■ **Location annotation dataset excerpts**
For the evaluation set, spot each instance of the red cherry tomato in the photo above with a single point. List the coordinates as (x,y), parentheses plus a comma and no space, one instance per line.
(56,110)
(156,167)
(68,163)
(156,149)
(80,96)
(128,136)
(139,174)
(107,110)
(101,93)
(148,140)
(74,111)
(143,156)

■ **Instruction**
Put each line of the items above into a Markdown table with a "No." column for the row number and a "Text" column for the line. Leave out blank lines.

■ **Task solution**
| No. | Text |
|---|---|
| 1 | For the evaluation set, spot each instance of the red cherry tomato in the photo above with a single point. List the coordinates as (x,y), parentheses plus a comma and no space, one instance per line. |
| 2 | (56,110) |
| 3 | (156,167) |
| 4 | (68,163) |
| 5 | (156,149) |
| 6 | (80,96) |
| 7 | (128,136) |
| 8 | (139,174) |
| 9 | (107,110) |
| 10 | (101,93) |
| 11 | (148,140) |
| 12 | (74,111) |
| 13 | (143,156) |